[Selected excerpt]:

========================================================================

WInnComm Europe 2019 Papers and Presentations
15-16 May 2019
Fraunhofer, Berlin, Germany

Presentations are downloadable next to the presentation title when they have been provided by the presenter.

Papers are available here.

Wednesday presentations are downloadable here.
Thursday presentations are downloadable here.

Wednesday, 15 May 2019

Keynote: 5G - From Standardization to Deployment Marco Steglich, Fraunhofer 

SDS Projects Overview

SDS Projects Deep Dive

Management of SCA-based Radio Systems with the Platform Manager Component
Shan Wang (National University of Defense Technology & University of Montreal, P.R. China); Fanglin Gu (National University of Defense Technology, P.R. China); Jian Wang(University of Calgary, P.R. China)

With the widespread application of software radio equipment, how to manage and operate such equipment flexibly and conveniently has become an interesting topic. In typical software radio devices based on SCA architecture, there are two types of components: waveform application components and device service components. The former requires high portability, while the latter allows it to be dependent on specific hardware platforms. We can use this feature to design the management implementation, and provide an agile and open external control channel as an agent through the PlatformManager service component. The approach is not defined explicitly in the SCA specification, but it has been proven to be effective in practice and can be implemented in various ways. Because of this, it provides a solution for all kinds of management requirements of host machines with different communication interfaces.

========================================================================

[Dataset excerpts]:
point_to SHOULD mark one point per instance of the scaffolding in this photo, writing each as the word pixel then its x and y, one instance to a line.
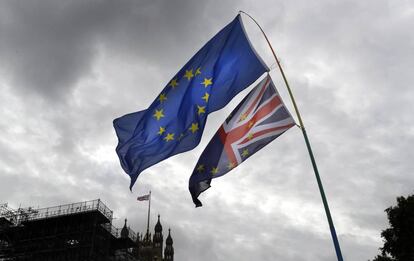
pixel 77 231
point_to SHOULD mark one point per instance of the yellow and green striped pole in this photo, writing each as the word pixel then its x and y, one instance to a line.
pixel 315 167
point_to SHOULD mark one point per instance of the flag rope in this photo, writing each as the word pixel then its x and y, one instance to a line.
pixel 302 127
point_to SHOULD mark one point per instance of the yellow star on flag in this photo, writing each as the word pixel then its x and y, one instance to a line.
pixel 194 127
pixel 170 136
pixel 200 168
pixel 173 83
pixel 189 74
pixel 231 165
pixel 206 96
pixel 243 117
pixel 250 136
pixel 207 82
pixel 201 109
pixel 161 131
pixel 214 170
pixel 162 97
pixel 158 114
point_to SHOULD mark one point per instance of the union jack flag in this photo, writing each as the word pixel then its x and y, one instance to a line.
pixel 260 118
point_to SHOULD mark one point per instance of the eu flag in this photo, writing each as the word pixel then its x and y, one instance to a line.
pixel 175 120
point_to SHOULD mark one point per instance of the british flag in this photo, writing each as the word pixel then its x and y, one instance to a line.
pixel 260 118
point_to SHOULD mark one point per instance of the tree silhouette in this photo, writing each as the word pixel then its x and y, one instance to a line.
pixel 399 237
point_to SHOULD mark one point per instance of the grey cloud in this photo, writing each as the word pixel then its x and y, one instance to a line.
pixel 68 68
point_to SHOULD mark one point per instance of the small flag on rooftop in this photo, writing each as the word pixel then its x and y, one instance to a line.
pixel 144 197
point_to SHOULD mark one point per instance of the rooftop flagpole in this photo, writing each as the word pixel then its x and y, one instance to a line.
pixel 315 167
pixel 149 209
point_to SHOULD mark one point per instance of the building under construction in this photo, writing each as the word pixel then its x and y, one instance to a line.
pixel 78 231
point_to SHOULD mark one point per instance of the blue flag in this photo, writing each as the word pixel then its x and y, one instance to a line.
pixel 260 118
pixel 175 120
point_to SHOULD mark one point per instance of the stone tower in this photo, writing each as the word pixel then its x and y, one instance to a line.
pixel 169 249
pixel 157 241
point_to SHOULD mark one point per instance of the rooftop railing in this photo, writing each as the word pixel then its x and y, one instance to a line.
pixel 29 214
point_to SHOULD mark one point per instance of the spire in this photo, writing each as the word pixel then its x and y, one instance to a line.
pixel 124 231
pixel 169 249
pixel 169 240
pixel 158 227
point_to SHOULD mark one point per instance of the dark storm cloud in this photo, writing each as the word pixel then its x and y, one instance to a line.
pixel 50 45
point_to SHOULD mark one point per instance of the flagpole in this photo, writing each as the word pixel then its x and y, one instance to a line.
pixel 149 209
pixel 315 167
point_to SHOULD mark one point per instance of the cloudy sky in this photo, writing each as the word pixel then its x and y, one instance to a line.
pixel 68 68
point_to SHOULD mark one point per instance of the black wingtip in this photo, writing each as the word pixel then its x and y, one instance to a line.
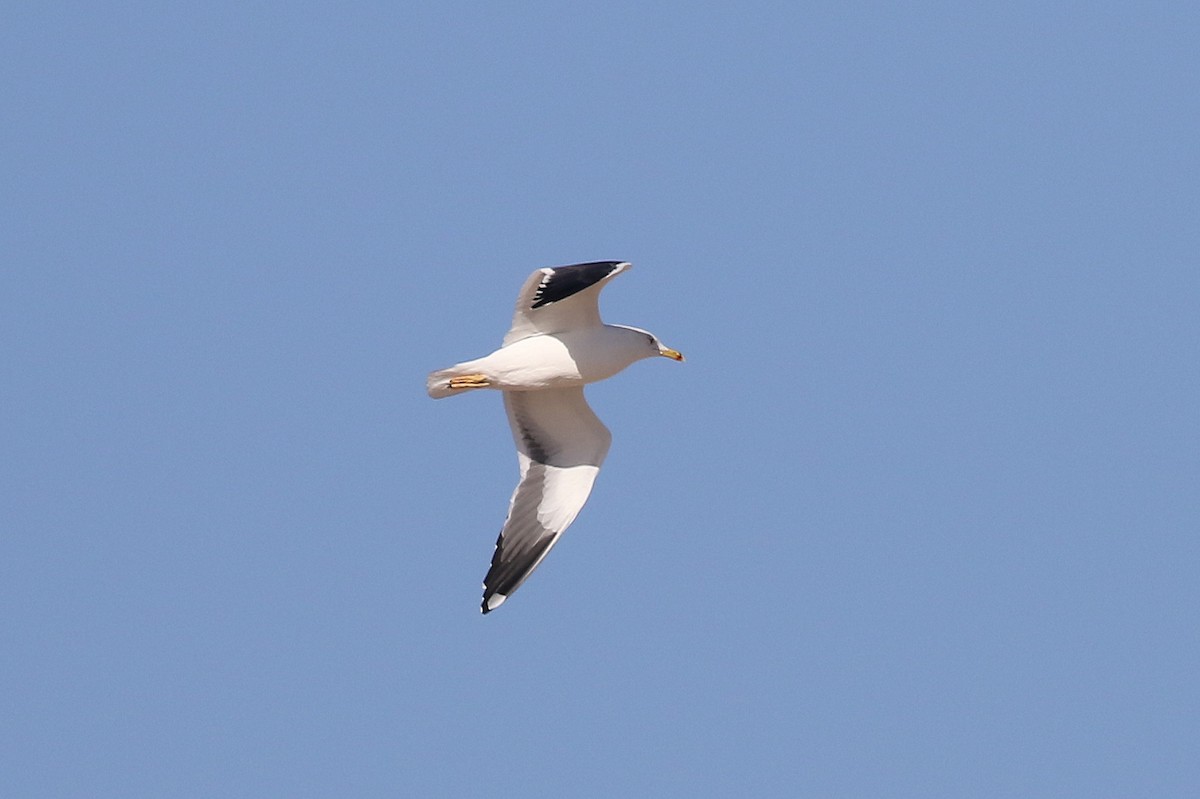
pixel 567 281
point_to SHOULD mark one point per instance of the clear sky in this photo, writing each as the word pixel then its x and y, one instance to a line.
pixel 918 517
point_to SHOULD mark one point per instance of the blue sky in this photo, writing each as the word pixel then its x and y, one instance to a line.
pixel 917 517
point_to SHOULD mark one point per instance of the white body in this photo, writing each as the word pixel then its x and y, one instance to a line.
pixel 551 360
pixel 556 344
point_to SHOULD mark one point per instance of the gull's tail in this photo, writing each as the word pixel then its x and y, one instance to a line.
pixel 438 383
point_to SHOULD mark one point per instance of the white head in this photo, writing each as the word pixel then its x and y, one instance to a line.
pixel 653 346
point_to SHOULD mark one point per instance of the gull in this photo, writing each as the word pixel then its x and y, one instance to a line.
pixel 556 346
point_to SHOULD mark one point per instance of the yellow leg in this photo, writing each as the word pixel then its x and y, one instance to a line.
pixel 469 382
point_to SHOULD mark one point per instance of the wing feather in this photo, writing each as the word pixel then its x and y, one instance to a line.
pixel 562 298
pixel 561 445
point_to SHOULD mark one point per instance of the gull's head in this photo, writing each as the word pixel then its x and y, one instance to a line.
pixel 653 346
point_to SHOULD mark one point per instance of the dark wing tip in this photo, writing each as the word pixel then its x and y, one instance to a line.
pixel 565 281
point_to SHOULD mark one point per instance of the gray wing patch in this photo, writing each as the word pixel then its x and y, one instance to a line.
pixel 523 542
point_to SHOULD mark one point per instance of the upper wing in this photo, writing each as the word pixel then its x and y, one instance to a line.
pixel 562 298
pixel 561 445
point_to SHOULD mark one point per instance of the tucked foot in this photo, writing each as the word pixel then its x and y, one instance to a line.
pixel 469 382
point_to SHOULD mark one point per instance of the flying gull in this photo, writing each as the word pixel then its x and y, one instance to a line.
pixel 556 346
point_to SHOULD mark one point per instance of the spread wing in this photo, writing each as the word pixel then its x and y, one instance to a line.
pixel 562 298
pixel 561 445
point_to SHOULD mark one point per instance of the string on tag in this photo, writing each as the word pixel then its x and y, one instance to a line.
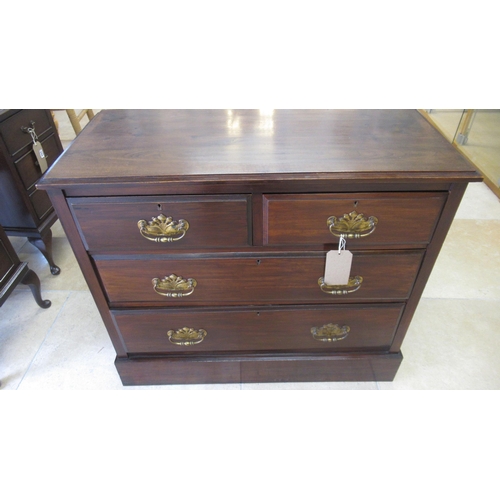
pixel 32 132
pixel 341 243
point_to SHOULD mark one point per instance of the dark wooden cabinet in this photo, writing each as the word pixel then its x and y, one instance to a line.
pixel 13 272
pixel 203 237
pixel 24 209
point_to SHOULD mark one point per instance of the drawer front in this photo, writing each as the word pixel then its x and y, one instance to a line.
pixel 302 219
pixel 27 166
pixel 261 279
pixel 111 224
pixel 319 329
pixel 10 130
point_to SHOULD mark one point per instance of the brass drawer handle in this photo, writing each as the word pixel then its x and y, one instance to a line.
pixel 330 333
pixel 174 286
pixel 163 229
pixel 186 336
pixel 352 225
pixel 353 285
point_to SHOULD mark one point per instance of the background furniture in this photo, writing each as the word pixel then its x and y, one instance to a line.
pixel 74 118
pixel 13 272
pixel 25 210
pixel 203 234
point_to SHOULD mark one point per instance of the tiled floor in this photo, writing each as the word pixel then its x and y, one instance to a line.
pixel 452 343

========================================================================

[Exercise]:
Update the WInnComm Europe 2019 program from "SDS Projects Overview" up to and including "Calgary, P.R. China)", and put "In-Depth Review" in place of "Deep Dive". The listing plays no part in this work.

[Reply]:
SDS Projects Overview

SDS Projects In-Depth Review

Management of SCA-based Radio Systems with the Platform Manager Component
Shan Wang (National University of Defense Technology & University of Montreal, P.R. China); Fanglin Gu (National University of Defense Technology, P.R. China); Jian Wang(University of Calgary, P.R. China)